(Source records)
"""

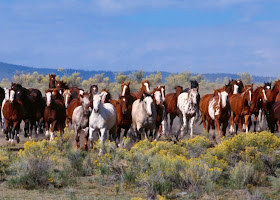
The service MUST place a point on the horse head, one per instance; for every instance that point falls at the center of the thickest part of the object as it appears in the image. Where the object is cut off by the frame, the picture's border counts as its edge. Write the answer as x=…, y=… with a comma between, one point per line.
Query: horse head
x=124, y=103
x=67, y=97
x=86, y=102
x=93, y=89
x=105, y=96
x=147, y=102
x=145, y=88
x=97, y=102
x=125, y=88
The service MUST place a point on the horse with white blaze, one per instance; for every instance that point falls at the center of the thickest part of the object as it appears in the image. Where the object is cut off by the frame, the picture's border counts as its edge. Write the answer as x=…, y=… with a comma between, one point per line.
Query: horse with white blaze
x=103, y=119
x=144, y=115
x=187, y=104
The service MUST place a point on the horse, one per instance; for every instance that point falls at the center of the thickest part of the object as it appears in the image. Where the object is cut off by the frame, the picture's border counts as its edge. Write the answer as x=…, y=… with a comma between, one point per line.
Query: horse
x=38, y=107
x=52, y=81
x=54, y=113
x=218, y=109
x=240, y=108
x=22, y=94
x=103, y=118
x=145, y=89
x=144, y=116
x=61, y=86
x=159, y=103
x=187, y=104
x=258, y=107
x=13, y=113
x=171, y=104
x=80, y=120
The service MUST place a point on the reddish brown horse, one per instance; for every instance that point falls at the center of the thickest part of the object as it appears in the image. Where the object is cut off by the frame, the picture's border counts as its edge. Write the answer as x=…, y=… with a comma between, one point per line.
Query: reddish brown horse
x=145, y=89
x=13, y=113
x=240, y=109
x=273, y=97
x=55, y=113
x=171, y=105
x=159, y=103
x=52, y=80
x=218, y=110
x=258, y=106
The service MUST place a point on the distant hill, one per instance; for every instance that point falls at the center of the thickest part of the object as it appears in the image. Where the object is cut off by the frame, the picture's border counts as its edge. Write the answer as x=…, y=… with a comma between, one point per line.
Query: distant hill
x=9, y=70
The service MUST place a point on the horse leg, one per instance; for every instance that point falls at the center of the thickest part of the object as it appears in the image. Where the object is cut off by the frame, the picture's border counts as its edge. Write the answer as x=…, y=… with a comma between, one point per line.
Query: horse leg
x=91, y=131
x=246, y=118
x=191, y=125
x=231, y=130
x=52, y=128
x=172, y=117
x=26, y=128
x=86, y=138
x=103, y=132
x=218, y=126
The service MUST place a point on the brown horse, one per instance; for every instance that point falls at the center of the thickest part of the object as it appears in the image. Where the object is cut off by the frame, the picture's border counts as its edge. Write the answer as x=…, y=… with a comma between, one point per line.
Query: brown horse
x=13, y=113
x=52, y=80
x=160, y=106
x=55, y=113
x=145, y=89
x=273, y=96
x=240, y=108
x=218, y=109
x=258, y=106
x=171, y=105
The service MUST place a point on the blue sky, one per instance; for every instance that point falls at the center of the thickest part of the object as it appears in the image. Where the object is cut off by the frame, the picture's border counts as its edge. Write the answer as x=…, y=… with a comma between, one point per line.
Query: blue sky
x=201, y=36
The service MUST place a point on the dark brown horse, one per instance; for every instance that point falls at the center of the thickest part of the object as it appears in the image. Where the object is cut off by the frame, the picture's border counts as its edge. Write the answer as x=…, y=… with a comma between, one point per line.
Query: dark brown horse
x=160, y=106
x=171, y=104
x=258, y=107
x=55, y=113
x=13, y=113
x=145, y=89
x=218, y=109
x=240, y=109
x=52, y=80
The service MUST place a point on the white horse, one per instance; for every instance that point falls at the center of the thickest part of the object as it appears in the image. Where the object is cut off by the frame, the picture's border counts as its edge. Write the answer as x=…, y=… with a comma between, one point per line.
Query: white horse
x=80, y=119
x=143, y=116
x=7, y=96
x=187, y=105
x=103, y=118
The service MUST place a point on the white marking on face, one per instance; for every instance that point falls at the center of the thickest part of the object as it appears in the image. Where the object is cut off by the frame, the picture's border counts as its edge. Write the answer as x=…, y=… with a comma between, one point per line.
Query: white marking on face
x=124, y=89
x=12, y=95
x=235, y=89
x=250, y=95
x=147, y=87
x=264, y=95
x=157, y=96
x=224, y=96
x=211, y=109
x=162, y=94
x=7, y=94
x=48, y=95
x=148, y=105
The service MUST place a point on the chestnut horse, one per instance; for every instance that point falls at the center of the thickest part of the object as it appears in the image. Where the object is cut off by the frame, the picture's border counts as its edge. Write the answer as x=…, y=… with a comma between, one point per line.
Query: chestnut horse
x=145, y=89
x=13, y=113
x=240, y=108
x=55, y=113
x=258, y=107
x=171, y=105
x=159, y=103
x=52, y=81
x=218, y=109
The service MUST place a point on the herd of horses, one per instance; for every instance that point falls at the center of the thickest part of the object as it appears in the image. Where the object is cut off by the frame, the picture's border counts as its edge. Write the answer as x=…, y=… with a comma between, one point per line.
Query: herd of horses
x=145, y=111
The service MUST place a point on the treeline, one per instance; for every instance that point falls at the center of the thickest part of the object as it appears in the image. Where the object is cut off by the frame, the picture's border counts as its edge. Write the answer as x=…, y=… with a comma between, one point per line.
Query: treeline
x=40, y=81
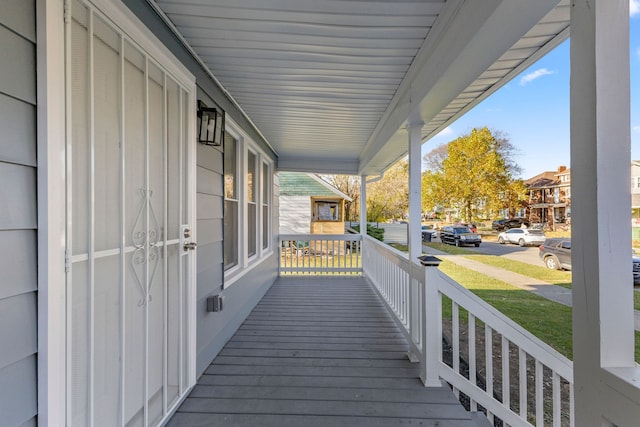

"""

TASK DETAILS>
Lay out every line of the material above as a numbered list, skipping blank lines. Leave out the pictures.

EXERCISE RESPONSE>
1. The service MUST place a point on the horse head, one per instance; for every instance that point falls at the center of the thickest part of the object as it appears in the image. Where the object is cut off by the frame, the picture's border counts as its edge. Write the answer as x=…, y=… with a comma between, one point per line.
2. Query: horse head
3. x=124, y=103
4. x=67, y=97
5. x=86, y=102
6. x=93, y=89
7. x=105, y=96
8. x=147, y=102
9. x=145, y=88
10. x=97, y=102
11. x=125, y=88
12. The service MUST place a point on the horse with white blaze, one per instance; for every instance that point falls at the center of the thickest part of the object as it appears in the image. Where the object is cut off by the frame, the picture's border counts as its edge. Write the answer as x=…, y=… with a comma between, one point per line.
13. Query: horse with white blaze
14. x=103, y=119
15. x=144, y=115
16. x=187, y=104
17. The service MUST place a point on the horse, one per instance; for every instance that point falls at the center of the thickest part of the object as it appears in the image. Where the object is cut off by the frame, the picture's border counts as its edge. Write the answer as x=…, y=… with a comma between, one point per line.
18. Query: horse
19. x=38, y=107
20. x=52, y=81
21. x=54, y=113
22. x=218, y=109
23. x=240, y=108
24. x=22, y=94
25. x=103, y=118
26. x=145, y=89
27. x=144, y=116
28. x=61, y=86
29. x=159, y=103
30. x=187, y=104
31. x=258, y=107
32. x=13, y=113
33. x=171, y=104
34. x=80, y=120
35. The service MUST place a point on the reddish brown horse, one per instance; for every instance that point falls at the center of the thickest part of the object as it appears in the image. Where the object is cut off by the frame, the picture's border counts as its edge. Write the answer as x=…, y=… with a comma between, one point per line.
36. Query: reddish brown horse
37. x=145, y=89
38. x=13, y=113
39. x=240, y=109
40. x=273, y=97
41. x=55, y=113
42. x=171, y=105
43. x=159, y=103
44. x=52, y=80
45. x=218, y=110
46. x=258, y=106
47. The service MUST place a point on the distant hill, one per instance; for every instance that point falls at the center of the thickest part of the object as it appears in the image. Where the object is cut off by the frame, the picture's border counts as its edge. Write the answer as x=…, y=… with a comma between, one point per line.
48. Query: distant hill
49. x=9, y=70
50. The service MUST place a point on the horse leg, one per instance; for every instance that point falls at the center of the thickest part of the object as it appears in the image. Where the object is cut off by the frame, the picture's border counts as its edge. Write the answer as x=…, y=… with a comma between, one point per line.
51. Query: horse leg
52. x=91, y=131
53. x=246, y=118
54. x=191, y=125
55. x=231, y=130
56. x=52, y=128
57. x=172, y=117
58. x=26, y=128
59. x=86, y=138
60. x=103, y=132
61. x=218, y=126
62. The service MUST place a point on the brown horse, one per instance; for every instance that point falls at the center of the thickest part of the object as it appears in the image. Where the object is cut off by the frame, the picture's border counts as its edge. Write the answer as x=…, y=… with a comma between, one point per line.
63. Query: brown horse
64. x=13, y=113
65. x=52, y=80
66. x=160, y=106
67. x=55, y=113
68. x=145, y=89
69. x=273, y=96
70. x=240, y=108
71. x=218, y=109
72. x=258, y=106
73. x=171, y=105
74. The service MUST place a point on the blue sky, one per instance; for every instance that point falls at the center of the thickest part of the object as it appears in the image. Where the object is cut off by the frame, the picture's border counts as its edge. Write the answer as x=…, y=… with a comma between, one point per line.
75. Query: blue sky
76. x=201, y=36
77. The service MUST place a point on the dark brown horse, one per instance; for every instance that point falls at the center of the thickest part of the object as it appears in the image. Where the object is cut off by the frame, the picture's border counts as its edge. Write the answer as x=…, y=… with a comma between, one point per line.
78. Query: dark brown horse
79. x=160, y=106
80. x=171, y=104
81. x=258, y=107
82. x=55, y=113
83. x=13, y=113
84. x=145, y=89
85. x=218, y=109
86. x=240, y=109
87. x=52, y=80
88. The service MUST place a point on the white horse, one per instance; for every instance that point falls at the center of the thickest part of the object as it appears in the image. Where the object is cut off by the frame, the picture's border counts as its edge. Write the answer as x=…, y=… with a comma between, one point per line.
89. Query: white horse
90. x=80, y=119
91. x=143, y=116
92. x=7, y=96
93. x=187, y=105
94. x=103, y=118
95. The service MUST place a point on the white marking on face, one per instance; for every instance that point falls at the center of the thickest part of the object as it appears in the image. Where the object is cut off by the frame, the picture's border counts as its edge. Write the answer as x=…, y=… with a comma between, one point per line.
96. Query: white marking on face
97. x=124, y=89
98. x=12, y=95
99. x=235, y=89
100. x=250, y=95
101. x=147, y=87
102. x=264, y=95
103. x=157, y=96
104. x=224, y=96
105. x=211, y=109
106. x=162, y=94
107. x=7, y=94
108. x=48, y=95
109. x=148, y=105
110. The service MUST place a point on the chestnut horse, one per instance; for every instance that point falls at the center of the thickest part of the object as it appears in the image. Where the object is cut off by the frame, the picture's border counts as its edge. Write the answer as x=…, y=… with a comma between, one point per line.
111. Query: chestnut horse
112. x=145, y=89
113. x=13, y=113
114. x=240, y=108
115. x=55, y=113
116. x=258, y=107
117. x=171, y=105
118. x=159, y=103
119. x=52, y=81
120. x=218, y=109
121. The service MUST place a point on the herd of horses, one per instance; for every instance that point falls at the center of the thickest part of the object as it appears in the image. Where the object is cut off by the frame, the picture's border counts as its edge. Write the answer as x=…, y=… with a comma between, one point per line.
122. Query: herd of horses
123. x=145, y=111
124. The service MUST place a point on the treeline, one per instance; for every instance that point falls at the center of the thickest part of the object as it appears in the image. Where the object is cut off by the frame, the picture's border counts as its edge. Write the answer as x=…, y=… with a comma between, one point per line.
125. Query: treeline
126. x=40, y=81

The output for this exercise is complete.